Note: the issue_comment event will not work until this change is merged into your main branch. Therefore, to enable this you will need to make the change in a branch, merge, and then future branches will support the deploy command.

Desynchronized Production Code and Data Configuration

In order to support this pattern we need to add an additional step to the workflow that will run the deploy-production command after the merge to main. In addition we need to also update some prior steps with if checks to differentiate the merge vs. non-merge behavior.

pull_request:
    types:
      - synchronize
      - opened
      # Add closed
      - closed
...
==============================
Continue the passage on the deployment workflow setup from the point where it stops. These records were taken from a separate source.

Point annotation records
==============================
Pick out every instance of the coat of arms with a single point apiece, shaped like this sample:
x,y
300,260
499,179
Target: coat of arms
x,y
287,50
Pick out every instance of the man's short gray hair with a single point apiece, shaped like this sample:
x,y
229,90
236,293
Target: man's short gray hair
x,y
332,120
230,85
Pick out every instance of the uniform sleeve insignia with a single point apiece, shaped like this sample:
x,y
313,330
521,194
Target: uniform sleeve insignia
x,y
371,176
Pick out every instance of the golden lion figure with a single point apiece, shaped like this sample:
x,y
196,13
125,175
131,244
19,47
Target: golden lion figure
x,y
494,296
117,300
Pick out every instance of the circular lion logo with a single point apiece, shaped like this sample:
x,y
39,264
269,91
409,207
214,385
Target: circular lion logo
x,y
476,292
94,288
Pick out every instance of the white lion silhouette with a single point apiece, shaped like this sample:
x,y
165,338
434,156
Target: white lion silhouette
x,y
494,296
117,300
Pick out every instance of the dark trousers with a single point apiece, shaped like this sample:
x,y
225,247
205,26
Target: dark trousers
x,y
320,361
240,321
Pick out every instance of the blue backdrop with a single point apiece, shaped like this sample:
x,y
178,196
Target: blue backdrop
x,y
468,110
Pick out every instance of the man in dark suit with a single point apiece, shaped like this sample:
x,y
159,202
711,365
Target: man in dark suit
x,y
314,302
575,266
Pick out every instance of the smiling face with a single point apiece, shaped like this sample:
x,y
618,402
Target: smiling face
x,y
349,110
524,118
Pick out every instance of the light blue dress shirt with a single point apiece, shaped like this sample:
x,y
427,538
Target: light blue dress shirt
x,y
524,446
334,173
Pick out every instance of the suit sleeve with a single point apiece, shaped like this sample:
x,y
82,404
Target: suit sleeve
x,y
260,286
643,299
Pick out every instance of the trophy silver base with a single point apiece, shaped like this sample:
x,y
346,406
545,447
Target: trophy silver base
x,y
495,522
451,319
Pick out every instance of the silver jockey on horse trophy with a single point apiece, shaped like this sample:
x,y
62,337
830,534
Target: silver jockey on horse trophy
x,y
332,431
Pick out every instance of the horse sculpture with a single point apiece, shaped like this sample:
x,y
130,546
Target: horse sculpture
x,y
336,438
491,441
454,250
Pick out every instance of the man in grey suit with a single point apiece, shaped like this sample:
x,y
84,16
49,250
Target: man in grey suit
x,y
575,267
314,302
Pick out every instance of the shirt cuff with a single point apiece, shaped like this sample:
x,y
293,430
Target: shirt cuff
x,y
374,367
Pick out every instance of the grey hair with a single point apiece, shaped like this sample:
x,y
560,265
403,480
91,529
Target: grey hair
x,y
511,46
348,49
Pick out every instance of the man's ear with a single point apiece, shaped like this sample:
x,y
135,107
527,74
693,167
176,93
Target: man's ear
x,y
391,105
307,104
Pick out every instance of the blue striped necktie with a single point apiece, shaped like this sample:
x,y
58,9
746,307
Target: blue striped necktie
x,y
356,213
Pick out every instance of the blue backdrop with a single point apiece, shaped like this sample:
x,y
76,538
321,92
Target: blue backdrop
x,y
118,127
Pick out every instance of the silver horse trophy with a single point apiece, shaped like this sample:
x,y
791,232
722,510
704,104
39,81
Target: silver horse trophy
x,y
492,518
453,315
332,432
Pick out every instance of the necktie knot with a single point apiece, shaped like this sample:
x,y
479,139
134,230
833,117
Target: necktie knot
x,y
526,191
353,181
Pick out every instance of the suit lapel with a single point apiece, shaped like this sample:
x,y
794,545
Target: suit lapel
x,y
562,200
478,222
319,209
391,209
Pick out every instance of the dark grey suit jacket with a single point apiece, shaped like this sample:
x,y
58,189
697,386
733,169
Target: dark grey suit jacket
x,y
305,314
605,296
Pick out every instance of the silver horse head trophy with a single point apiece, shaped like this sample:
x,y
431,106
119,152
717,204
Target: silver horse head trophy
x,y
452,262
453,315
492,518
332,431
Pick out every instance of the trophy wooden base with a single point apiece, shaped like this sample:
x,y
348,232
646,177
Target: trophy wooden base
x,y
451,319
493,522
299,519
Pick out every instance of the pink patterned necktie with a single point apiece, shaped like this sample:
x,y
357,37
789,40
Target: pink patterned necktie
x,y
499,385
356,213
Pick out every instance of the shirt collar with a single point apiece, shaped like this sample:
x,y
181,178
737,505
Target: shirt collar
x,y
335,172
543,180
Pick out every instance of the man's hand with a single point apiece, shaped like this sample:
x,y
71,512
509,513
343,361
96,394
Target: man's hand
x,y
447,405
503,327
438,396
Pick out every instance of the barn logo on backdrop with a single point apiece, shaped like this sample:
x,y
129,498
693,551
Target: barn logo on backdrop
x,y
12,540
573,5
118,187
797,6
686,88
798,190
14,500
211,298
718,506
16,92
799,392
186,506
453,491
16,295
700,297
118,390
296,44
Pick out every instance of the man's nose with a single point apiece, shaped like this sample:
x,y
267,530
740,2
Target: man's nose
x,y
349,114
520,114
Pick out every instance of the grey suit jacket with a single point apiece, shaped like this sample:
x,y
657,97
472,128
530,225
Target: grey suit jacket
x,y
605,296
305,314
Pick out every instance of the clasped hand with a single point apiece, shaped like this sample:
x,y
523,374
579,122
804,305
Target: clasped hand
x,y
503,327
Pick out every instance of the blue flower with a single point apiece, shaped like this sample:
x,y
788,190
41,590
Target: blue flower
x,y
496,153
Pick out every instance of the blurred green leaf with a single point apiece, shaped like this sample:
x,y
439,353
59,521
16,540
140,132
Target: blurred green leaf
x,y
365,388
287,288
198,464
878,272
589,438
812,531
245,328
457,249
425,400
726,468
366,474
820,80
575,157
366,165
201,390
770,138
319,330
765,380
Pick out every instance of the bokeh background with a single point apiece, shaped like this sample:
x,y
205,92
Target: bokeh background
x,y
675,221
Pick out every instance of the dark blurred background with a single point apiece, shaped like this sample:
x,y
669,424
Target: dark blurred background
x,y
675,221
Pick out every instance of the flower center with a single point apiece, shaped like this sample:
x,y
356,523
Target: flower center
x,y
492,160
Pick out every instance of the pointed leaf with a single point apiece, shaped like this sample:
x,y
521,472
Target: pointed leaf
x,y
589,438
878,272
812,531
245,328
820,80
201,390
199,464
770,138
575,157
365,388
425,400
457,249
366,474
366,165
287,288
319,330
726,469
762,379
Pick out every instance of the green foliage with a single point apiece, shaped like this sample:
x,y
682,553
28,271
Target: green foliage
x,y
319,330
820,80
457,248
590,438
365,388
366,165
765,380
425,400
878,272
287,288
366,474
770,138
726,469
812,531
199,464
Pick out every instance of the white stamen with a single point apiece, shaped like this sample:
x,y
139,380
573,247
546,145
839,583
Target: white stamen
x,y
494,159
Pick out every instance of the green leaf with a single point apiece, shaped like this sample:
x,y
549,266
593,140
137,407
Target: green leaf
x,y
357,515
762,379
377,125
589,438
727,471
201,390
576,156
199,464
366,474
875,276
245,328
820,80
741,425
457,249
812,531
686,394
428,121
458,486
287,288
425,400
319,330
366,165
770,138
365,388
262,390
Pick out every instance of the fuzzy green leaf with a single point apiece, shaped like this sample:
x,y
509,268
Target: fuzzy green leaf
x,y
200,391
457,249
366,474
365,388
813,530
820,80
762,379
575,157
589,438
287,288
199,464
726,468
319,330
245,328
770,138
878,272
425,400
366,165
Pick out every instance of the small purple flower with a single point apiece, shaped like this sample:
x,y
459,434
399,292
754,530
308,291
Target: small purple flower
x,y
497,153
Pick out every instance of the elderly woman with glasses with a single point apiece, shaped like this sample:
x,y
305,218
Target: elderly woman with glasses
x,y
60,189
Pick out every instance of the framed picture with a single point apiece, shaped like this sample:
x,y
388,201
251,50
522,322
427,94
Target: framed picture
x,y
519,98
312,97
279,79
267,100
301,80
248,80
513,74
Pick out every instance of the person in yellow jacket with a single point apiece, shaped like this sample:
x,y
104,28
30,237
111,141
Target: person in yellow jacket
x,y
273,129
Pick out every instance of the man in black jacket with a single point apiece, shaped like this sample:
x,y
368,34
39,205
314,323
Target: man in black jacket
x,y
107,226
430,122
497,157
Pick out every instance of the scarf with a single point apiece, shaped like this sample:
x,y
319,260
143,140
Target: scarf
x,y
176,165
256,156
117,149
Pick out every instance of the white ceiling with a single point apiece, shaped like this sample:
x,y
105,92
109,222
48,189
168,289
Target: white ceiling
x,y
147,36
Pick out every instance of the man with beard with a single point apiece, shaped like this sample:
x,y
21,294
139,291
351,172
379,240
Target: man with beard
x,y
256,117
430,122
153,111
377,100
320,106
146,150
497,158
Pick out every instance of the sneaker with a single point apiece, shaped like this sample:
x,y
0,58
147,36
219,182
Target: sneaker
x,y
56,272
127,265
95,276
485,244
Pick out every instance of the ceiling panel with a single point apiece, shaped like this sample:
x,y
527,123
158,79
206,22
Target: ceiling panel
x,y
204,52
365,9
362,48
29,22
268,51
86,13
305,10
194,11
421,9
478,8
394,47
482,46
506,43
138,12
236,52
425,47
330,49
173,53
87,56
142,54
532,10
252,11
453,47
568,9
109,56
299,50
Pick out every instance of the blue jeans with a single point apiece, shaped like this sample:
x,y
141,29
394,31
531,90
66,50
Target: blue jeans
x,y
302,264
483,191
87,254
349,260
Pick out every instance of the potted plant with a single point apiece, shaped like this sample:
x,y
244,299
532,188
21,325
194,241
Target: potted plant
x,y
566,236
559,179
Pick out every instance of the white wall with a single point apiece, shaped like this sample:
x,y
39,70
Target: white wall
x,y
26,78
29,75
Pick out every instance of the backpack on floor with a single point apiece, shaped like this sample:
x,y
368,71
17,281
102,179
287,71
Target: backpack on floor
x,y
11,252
==============================
Output for this exercise:
jobs:
  sqlmesh:
    steps:
    - name: Checkout PR branch
      uses: actions/checkout@v4
      # Add if statement so we don't checkout merged PR but instead main branch
      if: github.event.pull_request.merged == false
      with:
        ref: refs/pull/${{ github.event.issue.pull_request && github.event.issue.number || github.event.pull_request.number  }}/merge
    - name: Checkout main branch
      # Add if statement so we use main when merged
      if: github.event.pull_request.merged == true
      uses: actions/checkout@v4
      with:
        ref: main
        path: wursthall
    ...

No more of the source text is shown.